Problem description: Rewrite the lines below with "segmentation" changed to "outline" wherever it occurs, keeping everything else identical.
::::::
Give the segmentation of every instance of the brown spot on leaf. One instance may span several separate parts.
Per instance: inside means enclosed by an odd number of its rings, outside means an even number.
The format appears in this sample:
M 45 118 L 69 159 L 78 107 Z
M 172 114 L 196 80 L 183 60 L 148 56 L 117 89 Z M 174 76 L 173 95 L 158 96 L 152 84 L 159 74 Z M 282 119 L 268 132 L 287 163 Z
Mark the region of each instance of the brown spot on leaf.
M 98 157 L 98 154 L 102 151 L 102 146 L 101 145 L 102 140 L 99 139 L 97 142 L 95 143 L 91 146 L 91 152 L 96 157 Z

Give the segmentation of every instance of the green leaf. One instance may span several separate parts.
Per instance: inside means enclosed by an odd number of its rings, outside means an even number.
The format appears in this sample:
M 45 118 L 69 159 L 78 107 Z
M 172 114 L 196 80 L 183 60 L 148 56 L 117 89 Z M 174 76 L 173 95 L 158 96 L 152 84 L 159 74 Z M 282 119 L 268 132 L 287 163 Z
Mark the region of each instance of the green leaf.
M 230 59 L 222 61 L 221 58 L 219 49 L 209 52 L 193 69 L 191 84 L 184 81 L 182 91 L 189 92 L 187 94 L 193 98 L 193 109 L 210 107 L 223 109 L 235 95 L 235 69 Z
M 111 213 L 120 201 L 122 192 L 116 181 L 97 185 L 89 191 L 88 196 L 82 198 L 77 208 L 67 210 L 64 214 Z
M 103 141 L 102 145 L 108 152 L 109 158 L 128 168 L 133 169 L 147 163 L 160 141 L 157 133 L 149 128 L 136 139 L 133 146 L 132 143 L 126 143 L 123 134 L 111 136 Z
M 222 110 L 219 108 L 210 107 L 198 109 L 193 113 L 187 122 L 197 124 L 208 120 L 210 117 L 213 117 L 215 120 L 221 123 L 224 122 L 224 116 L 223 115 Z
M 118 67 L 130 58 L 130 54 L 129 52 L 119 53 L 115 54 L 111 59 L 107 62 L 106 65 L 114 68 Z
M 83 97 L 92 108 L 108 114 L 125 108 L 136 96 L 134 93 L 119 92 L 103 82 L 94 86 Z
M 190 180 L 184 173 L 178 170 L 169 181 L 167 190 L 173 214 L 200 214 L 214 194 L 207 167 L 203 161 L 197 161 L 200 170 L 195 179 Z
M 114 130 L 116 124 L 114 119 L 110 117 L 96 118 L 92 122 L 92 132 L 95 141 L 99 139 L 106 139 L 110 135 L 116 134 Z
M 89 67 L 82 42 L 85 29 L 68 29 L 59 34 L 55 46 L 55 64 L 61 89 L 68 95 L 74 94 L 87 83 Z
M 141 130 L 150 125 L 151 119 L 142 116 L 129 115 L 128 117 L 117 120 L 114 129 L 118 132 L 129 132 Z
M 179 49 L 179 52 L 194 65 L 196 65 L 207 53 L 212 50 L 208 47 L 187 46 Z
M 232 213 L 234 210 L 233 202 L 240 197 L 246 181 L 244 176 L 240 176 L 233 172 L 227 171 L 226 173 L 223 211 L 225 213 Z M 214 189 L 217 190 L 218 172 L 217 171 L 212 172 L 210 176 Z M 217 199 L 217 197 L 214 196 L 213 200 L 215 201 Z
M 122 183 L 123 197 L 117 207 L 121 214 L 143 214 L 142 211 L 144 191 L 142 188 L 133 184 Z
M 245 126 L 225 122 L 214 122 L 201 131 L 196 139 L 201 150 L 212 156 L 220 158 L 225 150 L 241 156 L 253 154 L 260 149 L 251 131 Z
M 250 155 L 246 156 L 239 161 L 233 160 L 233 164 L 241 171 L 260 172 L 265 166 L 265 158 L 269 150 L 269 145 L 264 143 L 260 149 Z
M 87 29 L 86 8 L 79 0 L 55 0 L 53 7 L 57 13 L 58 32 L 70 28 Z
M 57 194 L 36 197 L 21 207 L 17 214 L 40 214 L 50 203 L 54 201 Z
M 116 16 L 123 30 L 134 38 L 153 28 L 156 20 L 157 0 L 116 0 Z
::::::
Exercise response:
Give the outline of every instance of the brown spot on leaf. One instance may span several separate parts.
Per instance: inside means enclosed by an odd number of its rings, outside means an even number.
The format appears in this sample:
M 45 118 L 69 159 L 78 107 Z
M 172 114 L 196 80 L 183 60 L 148 56 L 117 89 Z M 174 76 L 173 95 L 158 96 L 152 84 L 159 74 Z M 282 119 L 268 132 L 287 163 Z
Mark the region of each instance of the brown spot on leaf.
M 98 157 L 98 154 L 102 151 L 102 146 L 101 145 L 102 140 L 99 139 L 97 142 L 95 143 L 91 146 L 91 152 L 96 157 Z

Give the outline of every instance of the green leaf. One instance may span several separate parts.
Per instance: inside means enclosed by an odd number of its rings, outside means an even number.
The format appears in this sample:
M 45 118 L 69 159 L 78 107 Z
M 172 114 L 196 80 L 183 60 L 148 56 L 117 89 Z M 174 76 L 173 95 L 158 96 L 152 84 L 159 74 Z M 282 119 L 268 132 L 287 163 Z
Mark the region of each instance of the green leaf.
M 230 59 L 222 61 L 221 58 L 219 49 L 209 52 L 193 69 L 191 84 L 184 81 L 182 91 L 189 92 L 187 94 L 193 98 L 193 109 L 210 107 L 223 109 L 235 95 L 235 69 Z
M 111 213 L 120 201 L 122 192 L 116 181 L 97 185 L 89 191 L 88 196 L 82 198 L 77 208 L 67 210 L 64 214 Z
M 103 141 L 102 145 L 108 152 L 109 158 L 128 168 L 133 169 L 147 163 L 160 141 L 157 133 L 149 128 L 136 139 L 133 146 L 132 143 L 126 143 L 123 134 L 111 136 Z
M 222 110 L 219 108 L 210 107 L 198 109 L 193 113 L 187 122 L 197 124 L 208 120 L 210 117 L 213 117 L 215 120 L 221 123 L 224 122 L 224 116 L 223 115 Z
M 118 67 L 130 58 L 130 54 L 129 52 L 119 53 L 115 54 L 111 59 L 107 62 L 106 65 L 114 68 Z
M 83 97 L 92 108 L 108 114 L 125 108 L 136 96 L 134 93 L 119 92 L 103 82 L 94 86 Z
M 190 180 L 184 173 L 178 170 L 169 181 L 167 190 L 173 214 L 200 214 L 214 194 L 207 167 L 203 161 L 197 161 L 200 170 L 195 179 Z
M 114 130 L 116 124 L 114 119 L 110 117 L 96 118 L 92 122 L 92 132 L 95 141 L 99 139 L 106 139 L 110 135 L 116 134 Z
M 89 67 L 82 42 L 85 29 L 68 29 L 59 34 L 55 46 L 55 64 L 61 89 L 68 95 L 74 94 L 87 83 Z
M 141 130 L 150 125 L 151 119 L 142 116 L 129 115 L 128 117 L 117 120 L 114 129 L 118 132 L 129 132 Z
M 179 49 L 179 52 L 194 65 L 196 65 L 207 53 L 212 50 L 208 47 L 187 46 Z
M 232 213 L 234 210 L 233 202 L 240 197 L 246 181 L 244 176 L 240 176 L 233 172 L 227 171 L 226 173 L 223 211 L 225 213 Z M 214 189 L 217 190 L 218 172 L 217 171 L 212 172 L 210 176 Z M 217 199 L 217 197 L 214 196 L 213 200 L 215 201 Z
M 122 183 L 123 197 L 117 207 L 121 214 L 143 214 L 142 211 L 144 191 L 142 188 L 133 184 Z
M 245 126 L 225 122 L 214 122 L 201 131 L 196 139 L 201 150 L 212 156 L 220 158 L 225 150 L 241 156 L 253 154 L 260 149 L 251 131 Z
M 250 155 L 246 156 L 239 161 L 233 160 L 233 164 L 241 171 L 260 172 L 265 166 L 265 158 L 269 150 L 269 145 L 264 143 L 260 149 Z
M 87 29 L 86 8 L 79 0 L 55 0 L 53 7 L 57 13 L 58 32 L 70 28 Z
M 57 194 L 36 197 L 21 207 L 17 214 L 40 214 L 50 203 L 54 201 Z
M 116 16 L 123 30 L 134 38 L 153 28 L 156 20 L 157 0 L 116 0 Z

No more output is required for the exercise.